Brief:
In the records below, find each line with "backpack" and copy it.
── Entries shown ──
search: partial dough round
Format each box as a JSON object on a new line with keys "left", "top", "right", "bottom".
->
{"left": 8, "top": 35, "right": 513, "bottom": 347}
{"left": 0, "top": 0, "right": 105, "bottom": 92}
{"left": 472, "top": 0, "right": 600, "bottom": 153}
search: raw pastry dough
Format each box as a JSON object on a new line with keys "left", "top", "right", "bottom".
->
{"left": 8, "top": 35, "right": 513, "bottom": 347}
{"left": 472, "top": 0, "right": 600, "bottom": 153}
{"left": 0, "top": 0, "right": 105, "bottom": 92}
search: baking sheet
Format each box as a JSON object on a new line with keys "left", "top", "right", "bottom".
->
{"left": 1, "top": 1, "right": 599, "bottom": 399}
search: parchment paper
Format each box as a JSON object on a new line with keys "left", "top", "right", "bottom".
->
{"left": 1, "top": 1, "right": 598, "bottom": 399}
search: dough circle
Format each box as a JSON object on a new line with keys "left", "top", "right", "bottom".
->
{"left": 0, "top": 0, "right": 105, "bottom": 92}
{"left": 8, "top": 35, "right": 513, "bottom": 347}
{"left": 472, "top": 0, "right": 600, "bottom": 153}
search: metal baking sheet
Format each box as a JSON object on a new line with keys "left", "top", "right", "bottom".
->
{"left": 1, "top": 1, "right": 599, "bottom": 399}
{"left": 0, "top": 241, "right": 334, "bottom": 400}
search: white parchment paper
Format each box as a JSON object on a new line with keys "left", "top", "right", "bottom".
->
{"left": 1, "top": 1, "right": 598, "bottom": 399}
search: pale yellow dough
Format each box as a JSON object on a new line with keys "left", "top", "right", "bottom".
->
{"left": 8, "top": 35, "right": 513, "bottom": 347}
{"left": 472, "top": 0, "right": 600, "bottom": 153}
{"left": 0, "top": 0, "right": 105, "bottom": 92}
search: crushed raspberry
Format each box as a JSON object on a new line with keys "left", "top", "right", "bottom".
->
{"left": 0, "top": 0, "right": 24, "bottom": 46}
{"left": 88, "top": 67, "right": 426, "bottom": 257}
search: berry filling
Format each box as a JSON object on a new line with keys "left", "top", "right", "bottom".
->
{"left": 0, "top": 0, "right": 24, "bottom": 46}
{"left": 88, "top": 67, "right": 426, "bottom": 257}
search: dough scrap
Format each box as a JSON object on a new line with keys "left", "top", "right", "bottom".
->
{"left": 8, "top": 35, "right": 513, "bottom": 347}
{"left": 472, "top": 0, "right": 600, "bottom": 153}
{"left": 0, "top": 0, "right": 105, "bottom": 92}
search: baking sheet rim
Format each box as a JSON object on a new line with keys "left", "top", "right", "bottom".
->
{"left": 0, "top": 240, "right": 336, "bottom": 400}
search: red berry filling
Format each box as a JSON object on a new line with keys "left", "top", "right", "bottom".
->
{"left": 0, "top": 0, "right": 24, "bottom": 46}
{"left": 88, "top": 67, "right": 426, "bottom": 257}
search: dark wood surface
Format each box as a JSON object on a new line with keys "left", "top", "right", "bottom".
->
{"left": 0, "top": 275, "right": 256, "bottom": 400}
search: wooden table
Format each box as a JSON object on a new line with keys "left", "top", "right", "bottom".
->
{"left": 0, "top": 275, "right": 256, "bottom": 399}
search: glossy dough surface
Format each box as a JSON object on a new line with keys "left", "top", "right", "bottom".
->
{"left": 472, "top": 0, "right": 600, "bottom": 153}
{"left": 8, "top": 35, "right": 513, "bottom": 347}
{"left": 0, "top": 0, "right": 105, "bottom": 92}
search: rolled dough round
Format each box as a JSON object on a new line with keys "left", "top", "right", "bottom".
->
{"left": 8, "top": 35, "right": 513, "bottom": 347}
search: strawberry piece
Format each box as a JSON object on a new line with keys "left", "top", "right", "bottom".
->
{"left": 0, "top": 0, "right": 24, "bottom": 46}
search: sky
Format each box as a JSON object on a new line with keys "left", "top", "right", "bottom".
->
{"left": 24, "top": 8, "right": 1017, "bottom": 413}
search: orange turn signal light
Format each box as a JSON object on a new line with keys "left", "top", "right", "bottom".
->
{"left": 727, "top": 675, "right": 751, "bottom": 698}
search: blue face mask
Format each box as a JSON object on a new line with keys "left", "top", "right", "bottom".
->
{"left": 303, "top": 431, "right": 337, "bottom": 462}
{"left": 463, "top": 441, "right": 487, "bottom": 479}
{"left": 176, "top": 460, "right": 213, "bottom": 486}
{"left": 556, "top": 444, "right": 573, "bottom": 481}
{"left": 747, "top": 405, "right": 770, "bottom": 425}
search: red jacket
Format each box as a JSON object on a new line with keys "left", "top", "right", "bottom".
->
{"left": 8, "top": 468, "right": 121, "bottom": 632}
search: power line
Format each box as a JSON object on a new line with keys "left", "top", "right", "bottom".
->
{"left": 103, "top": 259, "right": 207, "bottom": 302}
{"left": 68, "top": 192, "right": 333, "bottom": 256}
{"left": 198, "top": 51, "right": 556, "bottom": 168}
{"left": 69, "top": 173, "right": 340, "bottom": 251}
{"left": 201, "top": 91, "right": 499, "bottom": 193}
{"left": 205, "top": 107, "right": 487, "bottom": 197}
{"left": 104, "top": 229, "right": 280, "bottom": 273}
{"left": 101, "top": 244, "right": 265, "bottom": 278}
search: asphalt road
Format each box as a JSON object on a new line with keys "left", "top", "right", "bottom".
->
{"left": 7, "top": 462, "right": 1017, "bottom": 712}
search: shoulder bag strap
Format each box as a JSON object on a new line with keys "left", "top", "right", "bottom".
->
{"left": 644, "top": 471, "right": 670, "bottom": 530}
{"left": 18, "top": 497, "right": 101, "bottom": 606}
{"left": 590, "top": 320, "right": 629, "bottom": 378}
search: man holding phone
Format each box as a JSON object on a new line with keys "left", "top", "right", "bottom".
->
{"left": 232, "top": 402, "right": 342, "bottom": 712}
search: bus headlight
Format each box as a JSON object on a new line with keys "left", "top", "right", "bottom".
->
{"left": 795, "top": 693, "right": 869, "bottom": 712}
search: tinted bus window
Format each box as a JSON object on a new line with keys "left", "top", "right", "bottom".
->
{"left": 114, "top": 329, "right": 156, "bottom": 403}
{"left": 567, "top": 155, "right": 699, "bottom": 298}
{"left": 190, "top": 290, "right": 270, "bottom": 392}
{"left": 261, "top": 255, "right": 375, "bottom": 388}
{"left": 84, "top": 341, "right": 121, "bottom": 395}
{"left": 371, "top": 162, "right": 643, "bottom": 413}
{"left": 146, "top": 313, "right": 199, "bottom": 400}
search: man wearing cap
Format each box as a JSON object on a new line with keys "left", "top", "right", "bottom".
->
───
── Entries shown ──
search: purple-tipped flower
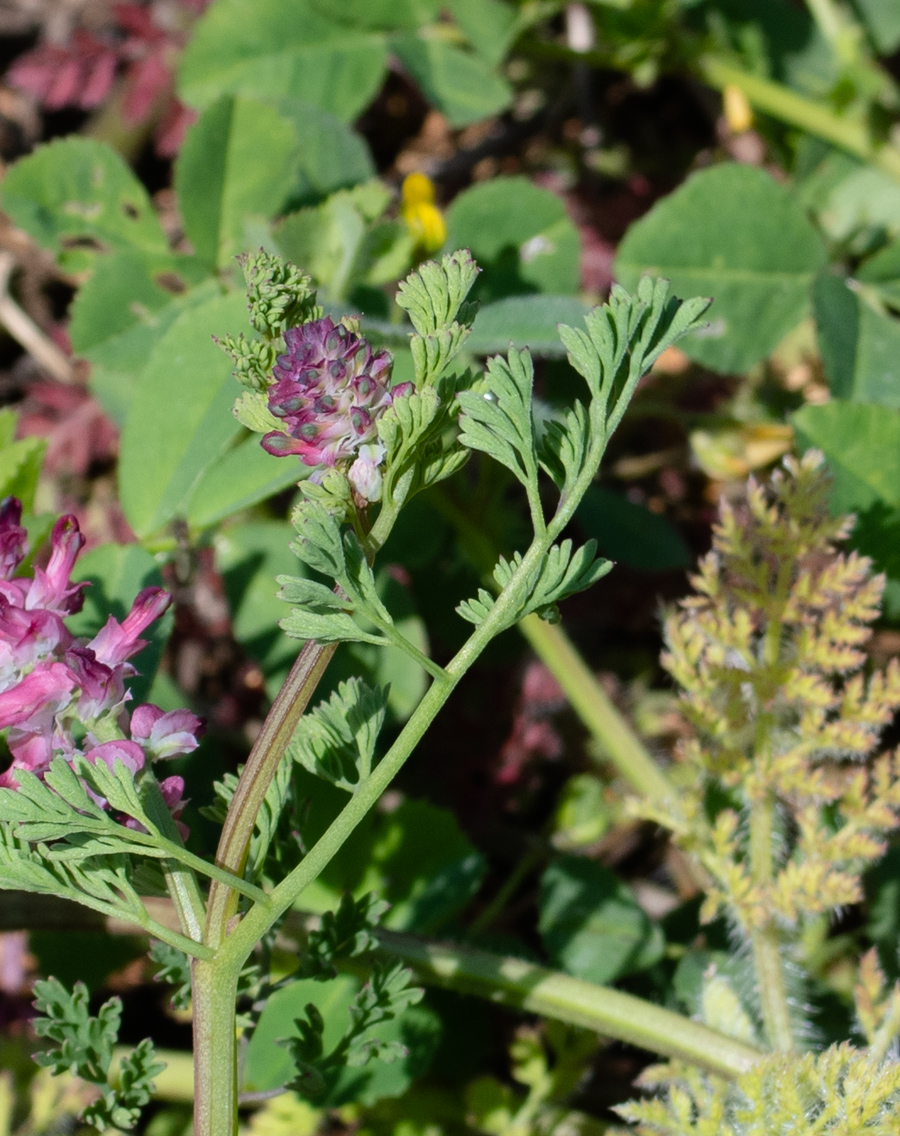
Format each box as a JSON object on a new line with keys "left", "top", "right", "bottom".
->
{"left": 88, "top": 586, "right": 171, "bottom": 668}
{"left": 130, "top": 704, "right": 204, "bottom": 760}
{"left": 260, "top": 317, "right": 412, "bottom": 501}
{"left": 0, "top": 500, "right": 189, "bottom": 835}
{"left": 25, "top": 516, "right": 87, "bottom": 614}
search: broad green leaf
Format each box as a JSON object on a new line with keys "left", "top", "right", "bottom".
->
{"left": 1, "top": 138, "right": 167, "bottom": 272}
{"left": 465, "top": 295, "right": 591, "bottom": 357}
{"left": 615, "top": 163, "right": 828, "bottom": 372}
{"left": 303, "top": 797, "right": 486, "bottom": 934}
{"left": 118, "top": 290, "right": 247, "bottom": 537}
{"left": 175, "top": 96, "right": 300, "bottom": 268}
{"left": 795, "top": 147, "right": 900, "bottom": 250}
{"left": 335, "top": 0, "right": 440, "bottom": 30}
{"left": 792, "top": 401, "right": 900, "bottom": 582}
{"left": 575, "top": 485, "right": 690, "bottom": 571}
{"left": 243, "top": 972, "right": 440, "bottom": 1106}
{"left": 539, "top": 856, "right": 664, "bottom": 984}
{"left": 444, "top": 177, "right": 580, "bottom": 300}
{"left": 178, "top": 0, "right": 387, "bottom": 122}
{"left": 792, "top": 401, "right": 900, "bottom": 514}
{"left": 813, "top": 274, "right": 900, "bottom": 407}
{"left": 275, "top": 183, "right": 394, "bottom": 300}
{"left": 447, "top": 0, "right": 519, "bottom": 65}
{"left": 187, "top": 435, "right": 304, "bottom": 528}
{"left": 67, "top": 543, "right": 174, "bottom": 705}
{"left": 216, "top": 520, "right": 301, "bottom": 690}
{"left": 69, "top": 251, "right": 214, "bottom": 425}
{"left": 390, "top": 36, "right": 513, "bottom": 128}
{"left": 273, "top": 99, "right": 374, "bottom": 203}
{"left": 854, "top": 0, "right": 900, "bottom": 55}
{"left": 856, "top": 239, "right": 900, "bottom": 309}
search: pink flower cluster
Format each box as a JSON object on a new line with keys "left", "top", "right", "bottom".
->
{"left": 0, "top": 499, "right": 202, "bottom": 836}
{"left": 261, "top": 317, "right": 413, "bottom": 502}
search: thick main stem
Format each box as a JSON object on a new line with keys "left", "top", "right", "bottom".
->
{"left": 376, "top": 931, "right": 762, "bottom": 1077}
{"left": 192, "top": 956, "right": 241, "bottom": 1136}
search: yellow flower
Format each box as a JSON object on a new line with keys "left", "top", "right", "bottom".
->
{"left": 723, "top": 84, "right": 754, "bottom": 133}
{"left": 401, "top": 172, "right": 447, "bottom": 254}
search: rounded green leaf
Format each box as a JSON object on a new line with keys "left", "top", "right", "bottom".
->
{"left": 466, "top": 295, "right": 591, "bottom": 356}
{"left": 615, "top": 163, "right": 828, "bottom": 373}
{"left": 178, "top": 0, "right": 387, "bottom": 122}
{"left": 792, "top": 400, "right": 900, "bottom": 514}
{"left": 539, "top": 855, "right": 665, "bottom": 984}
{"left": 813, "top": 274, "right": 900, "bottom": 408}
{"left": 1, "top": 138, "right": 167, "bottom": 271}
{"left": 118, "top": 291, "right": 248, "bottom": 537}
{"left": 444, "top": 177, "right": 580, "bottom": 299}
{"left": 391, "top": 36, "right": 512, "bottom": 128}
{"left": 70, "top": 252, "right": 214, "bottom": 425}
───
── Entries shown ──
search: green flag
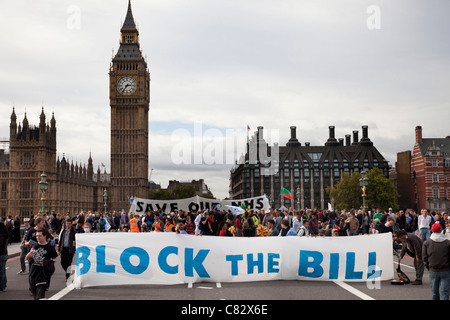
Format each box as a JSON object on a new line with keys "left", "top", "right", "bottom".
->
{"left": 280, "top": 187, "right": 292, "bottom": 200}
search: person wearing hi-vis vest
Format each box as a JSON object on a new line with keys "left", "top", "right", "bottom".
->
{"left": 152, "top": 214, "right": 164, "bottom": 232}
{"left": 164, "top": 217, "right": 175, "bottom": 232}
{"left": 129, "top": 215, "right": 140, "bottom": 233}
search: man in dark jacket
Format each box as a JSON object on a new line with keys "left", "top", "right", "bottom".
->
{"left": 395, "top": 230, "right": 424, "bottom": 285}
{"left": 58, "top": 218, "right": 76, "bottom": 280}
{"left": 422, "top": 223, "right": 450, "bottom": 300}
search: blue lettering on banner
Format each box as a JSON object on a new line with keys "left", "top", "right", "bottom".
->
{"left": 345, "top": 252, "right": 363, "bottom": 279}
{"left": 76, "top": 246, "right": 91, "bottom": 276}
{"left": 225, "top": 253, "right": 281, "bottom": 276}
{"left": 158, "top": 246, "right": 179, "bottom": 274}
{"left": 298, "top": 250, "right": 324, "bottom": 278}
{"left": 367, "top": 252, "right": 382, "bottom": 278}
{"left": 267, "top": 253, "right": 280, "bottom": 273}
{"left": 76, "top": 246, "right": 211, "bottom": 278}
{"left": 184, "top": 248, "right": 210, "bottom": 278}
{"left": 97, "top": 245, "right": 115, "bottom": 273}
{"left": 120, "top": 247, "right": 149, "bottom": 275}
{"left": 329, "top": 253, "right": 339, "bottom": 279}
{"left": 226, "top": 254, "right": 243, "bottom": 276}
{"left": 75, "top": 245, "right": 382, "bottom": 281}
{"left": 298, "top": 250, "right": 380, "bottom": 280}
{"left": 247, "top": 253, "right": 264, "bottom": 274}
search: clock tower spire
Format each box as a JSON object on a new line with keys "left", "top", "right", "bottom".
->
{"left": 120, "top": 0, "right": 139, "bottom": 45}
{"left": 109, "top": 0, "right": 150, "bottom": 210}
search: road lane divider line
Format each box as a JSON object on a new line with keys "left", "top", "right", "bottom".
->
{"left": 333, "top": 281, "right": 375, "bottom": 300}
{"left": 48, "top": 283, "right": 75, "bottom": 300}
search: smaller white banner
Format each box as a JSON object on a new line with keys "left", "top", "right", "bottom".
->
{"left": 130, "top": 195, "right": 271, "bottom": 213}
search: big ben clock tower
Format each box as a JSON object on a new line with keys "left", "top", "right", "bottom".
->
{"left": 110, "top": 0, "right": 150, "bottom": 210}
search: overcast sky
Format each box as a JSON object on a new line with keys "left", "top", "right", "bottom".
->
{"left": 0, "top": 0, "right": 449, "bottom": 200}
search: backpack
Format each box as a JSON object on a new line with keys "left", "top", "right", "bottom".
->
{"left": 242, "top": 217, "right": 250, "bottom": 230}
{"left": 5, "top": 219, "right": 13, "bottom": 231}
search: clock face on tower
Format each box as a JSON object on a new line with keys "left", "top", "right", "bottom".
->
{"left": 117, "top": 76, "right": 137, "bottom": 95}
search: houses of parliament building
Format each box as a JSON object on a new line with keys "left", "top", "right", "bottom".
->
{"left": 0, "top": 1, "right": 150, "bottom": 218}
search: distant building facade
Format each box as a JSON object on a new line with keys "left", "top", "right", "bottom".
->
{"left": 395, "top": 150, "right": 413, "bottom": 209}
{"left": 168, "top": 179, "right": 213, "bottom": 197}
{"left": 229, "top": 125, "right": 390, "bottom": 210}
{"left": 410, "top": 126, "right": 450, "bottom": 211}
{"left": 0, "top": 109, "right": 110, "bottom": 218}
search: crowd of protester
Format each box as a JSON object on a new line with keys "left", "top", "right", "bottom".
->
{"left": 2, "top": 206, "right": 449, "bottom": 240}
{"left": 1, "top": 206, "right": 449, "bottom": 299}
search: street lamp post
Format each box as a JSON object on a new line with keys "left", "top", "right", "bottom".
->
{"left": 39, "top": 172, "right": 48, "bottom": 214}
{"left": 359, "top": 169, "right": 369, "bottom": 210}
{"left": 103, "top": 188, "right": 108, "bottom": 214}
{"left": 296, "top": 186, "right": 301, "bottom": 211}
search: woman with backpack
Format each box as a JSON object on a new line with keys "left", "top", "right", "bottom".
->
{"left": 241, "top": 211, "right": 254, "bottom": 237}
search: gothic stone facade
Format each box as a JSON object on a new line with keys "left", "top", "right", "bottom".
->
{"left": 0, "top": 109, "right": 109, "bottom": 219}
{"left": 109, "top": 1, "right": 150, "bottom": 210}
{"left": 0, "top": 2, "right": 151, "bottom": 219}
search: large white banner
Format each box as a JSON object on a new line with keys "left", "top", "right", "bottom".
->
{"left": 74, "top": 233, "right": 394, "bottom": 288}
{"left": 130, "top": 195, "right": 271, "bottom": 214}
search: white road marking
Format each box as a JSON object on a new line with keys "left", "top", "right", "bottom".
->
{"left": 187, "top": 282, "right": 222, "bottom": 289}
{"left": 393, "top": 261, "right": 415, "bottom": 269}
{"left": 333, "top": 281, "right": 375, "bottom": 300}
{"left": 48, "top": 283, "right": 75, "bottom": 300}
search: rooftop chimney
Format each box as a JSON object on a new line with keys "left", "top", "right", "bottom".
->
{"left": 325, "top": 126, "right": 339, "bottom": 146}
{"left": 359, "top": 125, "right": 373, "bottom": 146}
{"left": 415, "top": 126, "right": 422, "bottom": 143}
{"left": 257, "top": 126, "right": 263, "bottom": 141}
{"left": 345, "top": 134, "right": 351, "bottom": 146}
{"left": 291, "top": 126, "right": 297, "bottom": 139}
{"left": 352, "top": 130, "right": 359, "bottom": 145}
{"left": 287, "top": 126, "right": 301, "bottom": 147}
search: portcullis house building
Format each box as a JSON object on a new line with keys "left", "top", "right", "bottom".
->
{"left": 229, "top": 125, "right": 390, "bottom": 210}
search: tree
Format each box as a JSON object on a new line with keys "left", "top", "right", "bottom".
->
───
Answer box:
search: backpack
search: woman with backpack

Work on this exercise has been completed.